§ **Text under study**
Solving insurance pains for corporates
The ease of access to insurance has increased by leaps and bounds as nearly half of India’s population has access to the internet. People prefer to buy health insurance from insurtech companies instead of legacy firms, as the former has made the process simpler and faster. For instance, Plum Insurance, which helps companies purchase health insurance for their employees, has launched a WhatsApp-enabled claims system—an industry-first initiative.
Companies had to face a long and opaque purchase process that took over two months from negotiating pricing to getting the policy, said Poddar.
“This is the case for companies with hundreds of employees. A startup, as well as small and medium-sized enterprises, has no hope of making a smooth purchase because traditional brokerage firms focus on large businesses,” he said. According to him, employees have to deal with their HR to claim the hospital bill. “Poor user experiences are common pain points for all companies dealing with health insurance.”

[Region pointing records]

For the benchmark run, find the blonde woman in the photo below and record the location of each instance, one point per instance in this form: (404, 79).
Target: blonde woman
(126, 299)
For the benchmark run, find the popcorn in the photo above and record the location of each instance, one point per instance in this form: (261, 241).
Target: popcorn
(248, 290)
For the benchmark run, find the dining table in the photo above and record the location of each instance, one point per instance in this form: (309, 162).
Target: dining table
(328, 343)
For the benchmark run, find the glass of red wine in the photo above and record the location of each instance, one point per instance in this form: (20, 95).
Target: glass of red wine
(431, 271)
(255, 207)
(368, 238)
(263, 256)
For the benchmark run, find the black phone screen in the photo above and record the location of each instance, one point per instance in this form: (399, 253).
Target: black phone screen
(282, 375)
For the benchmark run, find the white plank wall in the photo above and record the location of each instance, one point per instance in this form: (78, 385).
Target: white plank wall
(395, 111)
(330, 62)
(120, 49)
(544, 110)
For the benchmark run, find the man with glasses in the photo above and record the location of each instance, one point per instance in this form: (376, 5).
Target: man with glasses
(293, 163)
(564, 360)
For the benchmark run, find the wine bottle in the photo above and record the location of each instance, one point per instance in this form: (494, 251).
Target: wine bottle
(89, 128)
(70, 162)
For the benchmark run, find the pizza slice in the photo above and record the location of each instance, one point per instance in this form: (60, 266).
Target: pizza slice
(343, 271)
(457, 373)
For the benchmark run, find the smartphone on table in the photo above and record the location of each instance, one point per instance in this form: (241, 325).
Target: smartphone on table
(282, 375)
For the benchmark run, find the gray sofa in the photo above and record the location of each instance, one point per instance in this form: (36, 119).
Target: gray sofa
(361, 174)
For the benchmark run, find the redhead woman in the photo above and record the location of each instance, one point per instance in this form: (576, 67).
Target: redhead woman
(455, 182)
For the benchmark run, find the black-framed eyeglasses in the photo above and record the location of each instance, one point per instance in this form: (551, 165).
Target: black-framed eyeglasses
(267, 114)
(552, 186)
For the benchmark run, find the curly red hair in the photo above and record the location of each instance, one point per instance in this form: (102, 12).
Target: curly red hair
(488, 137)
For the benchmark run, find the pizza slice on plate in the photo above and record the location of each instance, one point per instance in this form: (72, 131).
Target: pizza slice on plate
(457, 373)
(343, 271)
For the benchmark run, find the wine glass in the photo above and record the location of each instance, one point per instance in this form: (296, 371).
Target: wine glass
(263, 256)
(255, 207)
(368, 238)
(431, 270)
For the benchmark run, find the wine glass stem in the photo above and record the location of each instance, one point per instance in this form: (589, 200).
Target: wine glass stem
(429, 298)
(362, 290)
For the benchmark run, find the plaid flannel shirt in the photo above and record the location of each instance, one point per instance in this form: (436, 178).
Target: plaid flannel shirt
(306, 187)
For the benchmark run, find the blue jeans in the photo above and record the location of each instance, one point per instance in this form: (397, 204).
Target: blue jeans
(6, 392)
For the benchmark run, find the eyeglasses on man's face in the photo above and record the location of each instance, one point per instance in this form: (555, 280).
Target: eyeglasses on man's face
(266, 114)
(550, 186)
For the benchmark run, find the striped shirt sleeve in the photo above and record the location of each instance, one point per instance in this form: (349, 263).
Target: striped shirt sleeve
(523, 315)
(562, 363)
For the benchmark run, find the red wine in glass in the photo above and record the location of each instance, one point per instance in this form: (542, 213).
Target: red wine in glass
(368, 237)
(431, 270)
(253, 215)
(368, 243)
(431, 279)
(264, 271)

§ **Assignment**
Rewrite the passage on corporate health insurance, starting with "Solving insurance pains" and going on through "system—an industry-first initiative.", and swap "legacy firms" for "traditional insurers".

§ **Output of the task**
Solving insurance pains for corporates
The ease of access to insurance has increased by leaps and bounds as nearly half of India’s population has access to the internet. People prefer to buy health insurance from insurtech companies instead of traditional insurers, as the former has made the process simpler and faster. For instance, Plum Insurance, which helps companies purchase health insurance for their employees, has launched a WhatsApp-enabled claims system—an industry-first initiative.